The problem:
What is needed is a verbatim copy of all the records.

Input material:
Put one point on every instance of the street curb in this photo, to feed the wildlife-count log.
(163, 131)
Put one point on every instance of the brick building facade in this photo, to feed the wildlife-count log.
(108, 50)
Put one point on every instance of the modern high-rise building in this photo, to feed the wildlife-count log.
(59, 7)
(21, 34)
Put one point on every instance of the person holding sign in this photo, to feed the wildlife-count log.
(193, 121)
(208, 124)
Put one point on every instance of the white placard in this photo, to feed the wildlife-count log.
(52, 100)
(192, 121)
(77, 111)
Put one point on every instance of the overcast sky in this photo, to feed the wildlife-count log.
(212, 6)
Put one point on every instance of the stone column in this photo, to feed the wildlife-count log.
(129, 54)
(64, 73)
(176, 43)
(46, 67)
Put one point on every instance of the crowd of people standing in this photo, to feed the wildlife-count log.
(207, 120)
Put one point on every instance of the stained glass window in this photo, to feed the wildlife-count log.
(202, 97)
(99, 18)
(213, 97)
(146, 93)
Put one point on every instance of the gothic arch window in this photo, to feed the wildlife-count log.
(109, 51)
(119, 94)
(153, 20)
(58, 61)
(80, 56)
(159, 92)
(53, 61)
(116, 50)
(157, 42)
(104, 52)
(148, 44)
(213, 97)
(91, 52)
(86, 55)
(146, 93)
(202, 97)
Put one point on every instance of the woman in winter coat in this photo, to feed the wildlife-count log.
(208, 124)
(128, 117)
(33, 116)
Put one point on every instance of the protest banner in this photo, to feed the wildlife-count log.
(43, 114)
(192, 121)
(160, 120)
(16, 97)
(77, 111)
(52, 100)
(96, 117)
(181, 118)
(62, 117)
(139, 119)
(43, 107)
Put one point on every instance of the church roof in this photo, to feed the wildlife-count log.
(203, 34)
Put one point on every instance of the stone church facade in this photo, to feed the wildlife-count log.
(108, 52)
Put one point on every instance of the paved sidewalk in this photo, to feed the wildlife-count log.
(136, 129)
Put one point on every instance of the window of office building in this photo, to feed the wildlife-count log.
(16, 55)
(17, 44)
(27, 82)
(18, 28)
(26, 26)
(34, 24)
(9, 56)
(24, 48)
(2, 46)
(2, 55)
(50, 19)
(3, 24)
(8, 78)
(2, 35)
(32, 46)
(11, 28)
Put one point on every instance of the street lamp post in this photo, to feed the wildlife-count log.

Task answer:
Put one point on every instance of the street curb in this photo, to feed the wildlife-count log.
(163, 131)
Put one point on every instance of the brick building facade in this photo, to feed the wildlife-count log.
(108, 50)
Put one point on every instance of the modern high-rise building in this photo, to feed the wildlife-count log.
(59, 7)
(21, 34)
Put one point on every instance of the person holding sign in this photo, to feed the wildlife-count log.
(193, 121)
(208, 124)
Put one point on every instance of the white placard in this photo, to feed the wildlife-count log.
(52, 100)
(192, 121)
(77, 111)
Put one point on every instance of the overcast sky in this photo, to feed the wildlife-count log.
(212, 6)
Put one point on every instance of the stone column in this photo, to feed the wildlife-count log.
(129, 54)
(64, 73)
(176, 43)
(46, 67)
Put one point on every instance of the crowd of people standing in this photo, to feed the wildlife-count log.
(207, 120)
Put one point on every instance of the stained glass window in this photo, to feed the wildlife-count log.
(202, 97)
(99, 18)
(213, 97)
(146, 93)
Put one point on every instance of the gothic arch window in this photo, to feed the wildlife-count log.
(109, 51)
(119, 94)
(153, 20)
(58, 61)
(80, 56)
(159, 92)
(53, 61)
(116, 50)
(157, 42)
(104, 52)
(148, 44)
(213, 97)
(91, 52)
(86, 55)
(146, 93)
(202, 97)
Put one point on every instance of the woman in winter coat in this photo, to feed the wildlife-count log.
(208, 124)
(128, 117)
(33, 116)
Put one point on every instance of the protest banner in this photo, to feed the wildlife-count log.
(43, 114)
(192, 121)
(160, 120)
(16, 97)
(77, 111)
(52, 100)
(96, 117)
(181, 118)
(62, 117)
(139, 119)
(43, 107)
Put one point on every instance of the church roof in this photo, to feed the wildlife-count log.
(203, 34)
Put one point on every instance of the stone church facade in this photo, to feed the wildlife-count log.
(108, 52)
Put one point on every instance of the paved sidewalk in this photo, to feed the wildlife-count log.
(136, 129)
Put one point on every instance of the window of office building in this photo, to feed the wildlife-count log.
(16, 55)
(17, 44)
(27, 82)
(18, 28)
(26, 26)
(34, 24)
(9, 56)
(24, 48)
(2, 46)
(2, 55)
(50, 19)
(3, 24)
(8, 78)
(2, 35)
(32, 46)
(11, 28)
Put one point on every instance of the street lamp post in this photo, to feed the wildlife-count log.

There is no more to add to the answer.